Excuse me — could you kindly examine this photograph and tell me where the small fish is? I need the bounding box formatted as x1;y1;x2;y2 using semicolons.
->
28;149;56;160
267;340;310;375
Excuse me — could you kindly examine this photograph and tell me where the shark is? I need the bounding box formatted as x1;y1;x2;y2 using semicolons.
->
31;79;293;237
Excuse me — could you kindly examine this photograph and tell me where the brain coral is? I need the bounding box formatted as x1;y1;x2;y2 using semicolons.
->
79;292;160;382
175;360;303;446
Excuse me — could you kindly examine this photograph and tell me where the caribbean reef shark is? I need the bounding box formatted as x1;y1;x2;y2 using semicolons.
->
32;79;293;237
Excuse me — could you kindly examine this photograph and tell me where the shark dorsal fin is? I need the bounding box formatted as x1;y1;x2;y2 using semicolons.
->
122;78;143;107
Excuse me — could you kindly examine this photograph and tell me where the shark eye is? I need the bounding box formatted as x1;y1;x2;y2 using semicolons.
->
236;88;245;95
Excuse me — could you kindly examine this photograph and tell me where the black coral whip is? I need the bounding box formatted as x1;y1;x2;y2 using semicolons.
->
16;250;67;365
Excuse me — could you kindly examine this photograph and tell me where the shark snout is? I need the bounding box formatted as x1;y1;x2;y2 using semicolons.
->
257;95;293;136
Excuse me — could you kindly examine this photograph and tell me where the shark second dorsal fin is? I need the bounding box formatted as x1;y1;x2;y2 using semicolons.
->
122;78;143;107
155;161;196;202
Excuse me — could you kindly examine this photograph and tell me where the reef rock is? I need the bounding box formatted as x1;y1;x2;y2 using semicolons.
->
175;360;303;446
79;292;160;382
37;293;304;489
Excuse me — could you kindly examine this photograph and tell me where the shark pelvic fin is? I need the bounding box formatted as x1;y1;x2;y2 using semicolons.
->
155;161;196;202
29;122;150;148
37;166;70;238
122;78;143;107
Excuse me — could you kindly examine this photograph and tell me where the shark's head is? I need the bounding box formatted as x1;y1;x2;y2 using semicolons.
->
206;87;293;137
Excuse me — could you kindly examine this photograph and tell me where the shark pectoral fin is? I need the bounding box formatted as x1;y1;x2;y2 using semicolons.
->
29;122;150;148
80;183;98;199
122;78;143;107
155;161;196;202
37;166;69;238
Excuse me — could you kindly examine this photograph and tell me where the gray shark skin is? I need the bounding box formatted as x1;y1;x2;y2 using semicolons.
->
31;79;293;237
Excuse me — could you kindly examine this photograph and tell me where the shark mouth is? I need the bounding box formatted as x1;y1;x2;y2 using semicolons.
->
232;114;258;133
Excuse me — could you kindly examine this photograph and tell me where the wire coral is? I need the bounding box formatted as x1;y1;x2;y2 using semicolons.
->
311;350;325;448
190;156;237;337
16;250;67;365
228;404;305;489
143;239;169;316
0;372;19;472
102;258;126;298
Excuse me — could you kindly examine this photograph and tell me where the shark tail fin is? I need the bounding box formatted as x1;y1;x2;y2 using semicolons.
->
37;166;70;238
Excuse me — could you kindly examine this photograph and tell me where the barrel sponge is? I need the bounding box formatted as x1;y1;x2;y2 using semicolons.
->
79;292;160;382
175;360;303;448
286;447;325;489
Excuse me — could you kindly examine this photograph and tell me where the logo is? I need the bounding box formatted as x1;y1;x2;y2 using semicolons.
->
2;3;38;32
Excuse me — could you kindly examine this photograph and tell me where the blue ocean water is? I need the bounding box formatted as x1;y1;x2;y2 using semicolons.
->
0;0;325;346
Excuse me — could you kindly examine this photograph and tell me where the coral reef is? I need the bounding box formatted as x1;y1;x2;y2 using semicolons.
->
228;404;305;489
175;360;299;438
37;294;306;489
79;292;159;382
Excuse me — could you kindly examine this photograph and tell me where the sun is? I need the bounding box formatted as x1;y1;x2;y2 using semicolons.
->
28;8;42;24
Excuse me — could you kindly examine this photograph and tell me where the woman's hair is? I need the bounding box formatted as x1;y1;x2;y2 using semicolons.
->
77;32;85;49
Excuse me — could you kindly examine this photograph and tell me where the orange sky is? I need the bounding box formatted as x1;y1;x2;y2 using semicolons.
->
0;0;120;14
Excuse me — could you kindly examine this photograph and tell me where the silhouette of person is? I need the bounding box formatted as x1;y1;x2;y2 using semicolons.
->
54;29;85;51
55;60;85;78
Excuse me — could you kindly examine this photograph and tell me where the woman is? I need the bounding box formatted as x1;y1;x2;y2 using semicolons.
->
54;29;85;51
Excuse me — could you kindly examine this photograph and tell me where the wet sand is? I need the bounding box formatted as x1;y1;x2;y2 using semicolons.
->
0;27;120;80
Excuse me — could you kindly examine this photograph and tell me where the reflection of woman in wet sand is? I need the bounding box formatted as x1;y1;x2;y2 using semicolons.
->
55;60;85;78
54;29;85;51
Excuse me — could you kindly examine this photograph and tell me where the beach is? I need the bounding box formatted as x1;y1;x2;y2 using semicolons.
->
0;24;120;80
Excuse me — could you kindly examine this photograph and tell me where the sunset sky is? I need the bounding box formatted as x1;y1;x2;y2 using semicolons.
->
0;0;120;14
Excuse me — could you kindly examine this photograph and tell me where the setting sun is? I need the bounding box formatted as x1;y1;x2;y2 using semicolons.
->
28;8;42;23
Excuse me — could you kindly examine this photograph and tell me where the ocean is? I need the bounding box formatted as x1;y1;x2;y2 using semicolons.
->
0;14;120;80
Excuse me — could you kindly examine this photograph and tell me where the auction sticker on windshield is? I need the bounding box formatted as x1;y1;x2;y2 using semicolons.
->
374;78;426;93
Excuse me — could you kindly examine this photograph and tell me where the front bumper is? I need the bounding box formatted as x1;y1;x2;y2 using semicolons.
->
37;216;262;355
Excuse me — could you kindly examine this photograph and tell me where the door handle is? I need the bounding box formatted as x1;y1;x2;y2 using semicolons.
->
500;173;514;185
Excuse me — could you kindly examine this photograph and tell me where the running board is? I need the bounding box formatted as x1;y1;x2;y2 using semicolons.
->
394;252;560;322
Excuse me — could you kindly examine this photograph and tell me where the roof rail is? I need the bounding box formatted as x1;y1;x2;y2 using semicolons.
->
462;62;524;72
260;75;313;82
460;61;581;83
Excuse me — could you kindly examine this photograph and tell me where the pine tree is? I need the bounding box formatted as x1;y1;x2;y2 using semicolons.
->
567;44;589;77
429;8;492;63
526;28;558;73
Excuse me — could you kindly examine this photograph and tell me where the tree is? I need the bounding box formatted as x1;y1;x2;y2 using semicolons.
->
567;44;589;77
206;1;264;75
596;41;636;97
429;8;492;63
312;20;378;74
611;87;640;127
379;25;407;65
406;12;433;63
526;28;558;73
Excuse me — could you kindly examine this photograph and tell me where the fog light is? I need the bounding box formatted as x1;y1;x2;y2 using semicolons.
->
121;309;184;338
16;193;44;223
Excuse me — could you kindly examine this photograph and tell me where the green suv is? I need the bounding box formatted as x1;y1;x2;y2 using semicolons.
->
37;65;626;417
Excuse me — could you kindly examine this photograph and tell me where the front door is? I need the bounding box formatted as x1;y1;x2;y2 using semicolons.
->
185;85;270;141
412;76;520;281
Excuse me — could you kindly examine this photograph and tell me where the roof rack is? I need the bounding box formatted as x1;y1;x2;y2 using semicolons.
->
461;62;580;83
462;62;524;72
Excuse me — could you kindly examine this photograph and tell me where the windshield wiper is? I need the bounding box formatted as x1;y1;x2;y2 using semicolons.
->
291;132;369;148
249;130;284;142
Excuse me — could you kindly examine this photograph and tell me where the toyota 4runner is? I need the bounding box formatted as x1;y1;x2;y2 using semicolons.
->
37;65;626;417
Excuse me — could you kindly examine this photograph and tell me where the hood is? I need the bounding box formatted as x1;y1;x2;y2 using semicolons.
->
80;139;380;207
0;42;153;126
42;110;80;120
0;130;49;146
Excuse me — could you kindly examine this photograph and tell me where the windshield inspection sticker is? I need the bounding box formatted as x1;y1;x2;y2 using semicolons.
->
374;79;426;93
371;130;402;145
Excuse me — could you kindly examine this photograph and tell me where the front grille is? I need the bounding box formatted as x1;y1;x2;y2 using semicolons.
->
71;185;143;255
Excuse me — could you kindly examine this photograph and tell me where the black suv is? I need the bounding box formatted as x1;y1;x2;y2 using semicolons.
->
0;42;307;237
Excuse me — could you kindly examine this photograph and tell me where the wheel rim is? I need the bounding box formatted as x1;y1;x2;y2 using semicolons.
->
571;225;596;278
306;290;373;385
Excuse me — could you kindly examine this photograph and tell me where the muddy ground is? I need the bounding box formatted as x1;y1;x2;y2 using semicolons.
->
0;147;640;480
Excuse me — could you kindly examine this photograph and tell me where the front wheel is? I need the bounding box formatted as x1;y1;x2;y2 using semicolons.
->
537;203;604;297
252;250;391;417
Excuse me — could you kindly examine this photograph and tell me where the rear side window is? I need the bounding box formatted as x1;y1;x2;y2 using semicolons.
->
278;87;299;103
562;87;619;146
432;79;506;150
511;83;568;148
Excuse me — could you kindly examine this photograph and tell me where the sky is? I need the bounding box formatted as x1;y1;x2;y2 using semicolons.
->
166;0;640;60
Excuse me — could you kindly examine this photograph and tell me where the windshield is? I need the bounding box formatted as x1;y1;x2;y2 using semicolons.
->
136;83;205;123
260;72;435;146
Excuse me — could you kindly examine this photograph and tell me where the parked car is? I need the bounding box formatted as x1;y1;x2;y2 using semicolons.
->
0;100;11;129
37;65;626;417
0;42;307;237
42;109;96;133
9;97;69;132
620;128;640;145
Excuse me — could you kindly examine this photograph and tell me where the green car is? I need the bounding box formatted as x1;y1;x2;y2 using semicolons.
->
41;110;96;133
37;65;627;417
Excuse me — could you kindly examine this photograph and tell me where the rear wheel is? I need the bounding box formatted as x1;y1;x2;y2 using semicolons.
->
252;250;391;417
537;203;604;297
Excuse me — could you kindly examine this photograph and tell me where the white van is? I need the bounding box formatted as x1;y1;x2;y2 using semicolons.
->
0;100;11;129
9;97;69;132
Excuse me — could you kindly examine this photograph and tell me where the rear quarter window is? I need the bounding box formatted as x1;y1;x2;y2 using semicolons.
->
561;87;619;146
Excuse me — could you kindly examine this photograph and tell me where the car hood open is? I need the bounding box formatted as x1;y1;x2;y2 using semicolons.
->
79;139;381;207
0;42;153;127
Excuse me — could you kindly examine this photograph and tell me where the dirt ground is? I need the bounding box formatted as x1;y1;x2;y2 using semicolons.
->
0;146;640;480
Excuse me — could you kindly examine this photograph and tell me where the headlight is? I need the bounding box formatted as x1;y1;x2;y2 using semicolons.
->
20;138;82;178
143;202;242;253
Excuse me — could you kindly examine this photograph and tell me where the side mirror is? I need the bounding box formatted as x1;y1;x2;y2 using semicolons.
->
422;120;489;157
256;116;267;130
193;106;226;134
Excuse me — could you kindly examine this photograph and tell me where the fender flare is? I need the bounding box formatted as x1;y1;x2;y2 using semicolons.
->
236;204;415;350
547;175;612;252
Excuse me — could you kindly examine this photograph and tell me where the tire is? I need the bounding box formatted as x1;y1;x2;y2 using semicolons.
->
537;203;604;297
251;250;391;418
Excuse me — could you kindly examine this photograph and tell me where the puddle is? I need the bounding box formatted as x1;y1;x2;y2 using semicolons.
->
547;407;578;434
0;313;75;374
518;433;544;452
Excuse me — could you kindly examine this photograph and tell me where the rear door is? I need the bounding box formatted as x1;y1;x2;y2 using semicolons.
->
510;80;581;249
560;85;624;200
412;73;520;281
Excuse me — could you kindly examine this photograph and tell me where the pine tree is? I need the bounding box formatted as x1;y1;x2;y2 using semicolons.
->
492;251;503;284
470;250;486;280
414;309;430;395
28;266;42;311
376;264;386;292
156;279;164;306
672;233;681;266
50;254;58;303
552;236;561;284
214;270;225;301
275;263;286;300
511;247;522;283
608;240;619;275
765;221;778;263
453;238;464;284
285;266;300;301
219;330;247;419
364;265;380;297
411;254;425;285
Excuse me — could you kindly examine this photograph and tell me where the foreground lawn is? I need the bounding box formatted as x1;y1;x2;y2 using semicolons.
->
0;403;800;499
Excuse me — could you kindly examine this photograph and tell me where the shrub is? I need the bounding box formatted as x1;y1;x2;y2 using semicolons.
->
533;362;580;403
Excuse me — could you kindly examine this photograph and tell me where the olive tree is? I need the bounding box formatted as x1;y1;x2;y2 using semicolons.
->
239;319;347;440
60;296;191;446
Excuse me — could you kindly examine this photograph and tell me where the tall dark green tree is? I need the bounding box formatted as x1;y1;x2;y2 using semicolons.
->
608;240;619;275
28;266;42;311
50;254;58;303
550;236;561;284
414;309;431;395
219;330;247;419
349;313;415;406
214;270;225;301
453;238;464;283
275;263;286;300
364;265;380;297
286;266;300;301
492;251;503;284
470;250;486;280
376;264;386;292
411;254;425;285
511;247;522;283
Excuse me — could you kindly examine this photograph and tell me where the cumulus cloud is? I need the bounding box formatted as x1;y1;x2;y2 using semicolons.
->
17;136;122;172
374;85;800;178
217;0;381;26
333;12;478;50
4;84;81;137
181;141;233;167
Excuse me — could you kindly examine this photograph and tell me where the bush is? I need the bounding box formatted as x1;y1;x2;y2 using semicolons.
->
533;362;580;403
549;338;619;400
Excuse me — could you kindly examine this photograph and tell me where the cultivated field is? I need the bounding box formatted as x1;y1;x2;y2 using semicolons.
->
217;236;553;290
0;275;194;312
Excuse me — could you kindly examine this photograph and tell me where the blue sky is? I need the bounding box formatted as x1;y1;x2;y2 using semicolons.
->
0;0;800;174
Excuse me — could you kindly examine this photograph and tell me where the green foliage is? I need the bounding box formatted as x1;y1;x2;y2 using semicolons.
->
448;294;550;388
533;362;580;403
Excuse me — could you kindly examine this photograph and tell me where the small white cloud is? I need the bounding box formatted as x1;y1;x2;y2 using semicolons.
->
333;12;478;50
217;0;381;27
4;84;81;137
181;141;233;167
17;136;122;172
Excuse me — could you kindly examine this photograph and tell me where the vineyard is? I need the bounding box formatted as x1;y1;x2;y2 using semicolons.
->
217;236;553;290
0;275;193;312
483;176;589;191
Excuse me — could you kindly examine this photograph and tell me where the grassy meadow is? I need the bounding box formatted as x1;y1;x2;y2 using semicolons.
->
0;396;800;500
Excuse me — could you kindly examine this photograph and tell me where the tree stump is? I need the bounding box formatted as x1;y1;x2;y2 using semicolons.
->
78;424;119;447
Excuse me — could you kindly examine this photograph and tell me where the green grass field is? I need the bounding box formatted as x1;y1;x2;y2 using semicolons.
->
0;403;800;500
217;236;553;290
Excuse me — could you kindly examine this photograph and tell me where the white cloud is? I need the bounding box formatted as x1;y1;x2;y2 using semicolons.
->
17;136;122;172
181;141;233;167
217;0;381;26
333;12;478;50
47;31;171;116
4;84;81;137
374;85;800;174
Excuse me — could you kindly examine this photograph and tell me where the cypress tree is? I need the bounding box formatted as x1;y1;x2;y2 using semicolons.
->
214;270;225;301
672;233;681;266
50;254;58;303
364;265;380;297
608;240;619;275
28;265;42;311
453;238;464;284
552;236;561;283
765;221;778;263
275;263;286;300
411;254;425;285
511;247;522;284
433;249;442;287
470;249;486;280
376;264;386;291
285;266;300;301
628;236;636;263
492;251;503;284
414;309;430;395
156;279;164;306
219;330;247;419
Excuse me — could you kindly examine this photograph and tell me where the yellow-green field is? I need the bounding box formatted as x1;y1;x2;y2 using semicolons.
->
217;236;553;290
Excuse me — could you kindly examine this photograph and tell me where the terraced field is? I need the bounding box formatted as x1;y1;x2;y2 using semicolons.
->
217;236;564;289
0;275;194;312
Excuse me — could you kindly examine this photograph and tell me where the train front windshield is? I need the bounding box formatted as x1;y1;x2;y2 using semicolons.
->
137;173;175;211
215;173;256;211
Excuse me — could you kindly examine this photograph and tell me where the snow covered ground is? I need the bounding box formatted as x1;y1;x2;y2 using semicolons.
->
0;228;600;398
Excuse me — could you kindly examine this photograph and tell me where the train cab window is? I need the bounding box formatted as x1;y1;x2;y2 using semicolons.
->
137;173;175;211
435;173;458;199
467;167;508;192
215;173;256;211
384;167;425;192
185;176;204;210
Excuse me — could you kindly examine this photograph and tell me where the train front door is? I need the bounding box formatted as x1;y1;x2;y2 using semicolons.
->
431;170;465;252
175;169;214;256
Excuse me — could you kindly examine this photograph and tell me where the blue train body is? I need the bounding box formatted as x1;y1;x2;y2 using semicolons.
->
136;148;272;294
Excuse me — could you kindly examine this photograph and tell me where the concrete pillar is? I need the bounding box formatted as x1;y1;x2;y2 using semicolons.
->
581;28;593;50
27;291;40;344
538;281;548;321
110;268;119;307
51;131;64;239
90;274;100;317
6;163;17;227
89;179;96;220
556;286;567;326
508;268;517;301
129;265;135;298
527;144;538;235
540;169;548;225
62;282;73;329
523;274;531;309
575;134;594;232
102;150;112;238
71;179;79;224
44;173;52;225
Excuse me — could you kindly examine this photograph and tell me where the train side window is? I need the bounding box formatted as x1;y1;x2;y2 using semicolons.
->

Requirement
Copy out the records, starting at the line that contains "the sun is?" and ending at the line that contains "37;216;262;355", with both of those lines included.

The answer
Excuse me — could you kindly examine this photograph and tell me where the sun is? I need the bounding box formatted as x1;y1;x2;y2 using semicolons.
->
28;8;42;24
Excuse me — could you kindly examine this photograph and tell me where the woman's hair is? I need the bounding box formatted as x1;y1;x2;y2 using semicolons.
->
77;32;85;49
Excuse me — could you kindly examine this photograph and tell me where the orange sky is? I need the bounding box formatted as x1;y1;x2;y2 using semicolons.
->
0;0;120;14
Excuse me — could you kindly examine this photograph and tell me where the silhouette of person is? I need the bounding box formatted as x1;y1;x2;y2 using semicolons.
->
54;29;85;51
55;60;85;78
Excuse me — could you kindly examine this photograph and tell me where the woman is? I need the bounding box formatted as x1;y1;x2;y2 using semicolons.
->
54;29;85;51
Excuse me — could you kindly examine this photograph and tell me where the wet sand is? I need the bounding box formatted as x1;y1;x2;y2 using semicolons.
->
0;27;120;80
Excuse me — could you kindly examine this photograph and tell me where the reflection of woman in wet sand is? I need the bounding box formatted as x1;y1;x2;y2 using semicolons.
->
55;60;85;78
54;29;85;51
Excuse me — could you kindly examine this photograph and tell me where the beach is? I need the bounding box formatted as x1;y1;x2;y2 using semicolons.
->
0;24;120;80
Excuse me — could you kindly examine this photograph and tell me where the sunset sky is? I need the bounding box formatted as x1;y1;x2;y2 using semicolons.
->
0;0;120;14
Excuse me — could you kindly examine this photograph and tell me where the setting sun is? I need the bounding box formatted as x1;y1;x2;y2 using semicolons.
->
28;8;42;23
Excuse me — could you kindly examine this photograph and tell me where the ocean is? I need the bounding box formatted as x1;y1;x2;y2 using semicolons.
->
0;14;120;80
Excuse me — could you kindly examine this photograph and tell me where the auction sticker on windshield is? I need the bounding box formatted as x1;y1;x2;y2 using semicolons.
->
374;78;426;93
Excuse me — could you kindly examine this photograph and tell me where the front bumper is? I need the bounding box formatted as x1;y1;x2;y2 using semicolons.
->
37;216;262;355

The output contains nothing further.